● Task details
Your task is to transcribe the data exactly while omitting each picture.

Dataset items:
======
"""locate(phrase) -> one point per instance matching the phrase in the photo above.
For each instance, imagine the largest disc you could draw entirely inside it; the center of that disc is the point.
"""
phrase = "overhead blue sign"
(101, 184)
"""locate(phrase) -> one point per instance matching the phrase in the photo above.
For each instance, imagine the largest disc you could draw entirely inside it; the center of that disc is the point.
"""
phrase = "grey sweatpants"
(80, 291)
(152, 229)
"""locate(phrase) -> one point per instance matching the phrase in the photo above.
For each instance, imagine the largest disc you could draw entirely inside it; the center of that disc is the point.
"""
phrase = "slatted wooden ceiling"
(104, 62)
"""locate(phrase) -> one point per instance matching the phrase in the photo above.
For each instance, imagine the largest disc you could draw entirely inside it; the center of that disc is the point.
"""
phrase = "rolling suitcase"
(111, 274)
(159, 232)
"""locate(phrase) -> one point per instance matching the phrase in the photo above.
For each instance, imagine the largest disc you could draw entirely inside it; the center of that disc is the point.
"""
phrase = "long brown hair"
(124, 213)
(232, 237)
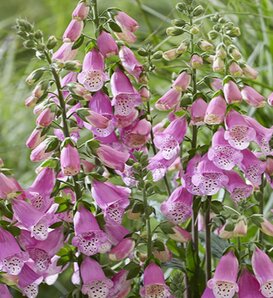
======
● Your response
"""locate(phrase) -> one point per instance matching the phrase in the photo above.
For each instance, imagine the largest disc you could draw entirely inside it; the center of that disc is the point.
"""
phrase = "overhead blue sign"
(101, 184)
"""locate(phrase) -> one point per instance matching the phrase in the photo above.
For each instance, imagine the largest disc you could draw entirely inside it; the center of that disc is the point.
"""
phrase = "grey sweatpants"
(80, 291)
(152, 229)
"""locate(phrase) -> one point per instance matching the phrase in the photo above.
For each instance, imagine the largest disc you could draw entirely inside it; the center of that disc is the point.
"""
phrase = "slatted wooden ceiling"
(104, 62)
"""locate(phrase) -> one point per instance matching the phrase in the photo above.
For each instance, imagine the largest disc you could draw entirely inside it; the center of that disc is the point.
"""
phrase = "rolling suitcase"
(111, 274)
(159, 232)
"""locate(phrase) -> one point per instance matching the phrase in the photo above.
For each instance, imagine the largest disc you could draw entirely inside it; the center of that disc is the point.
"""
phrase = "long brown hair"
(124, 213)
(232, 237)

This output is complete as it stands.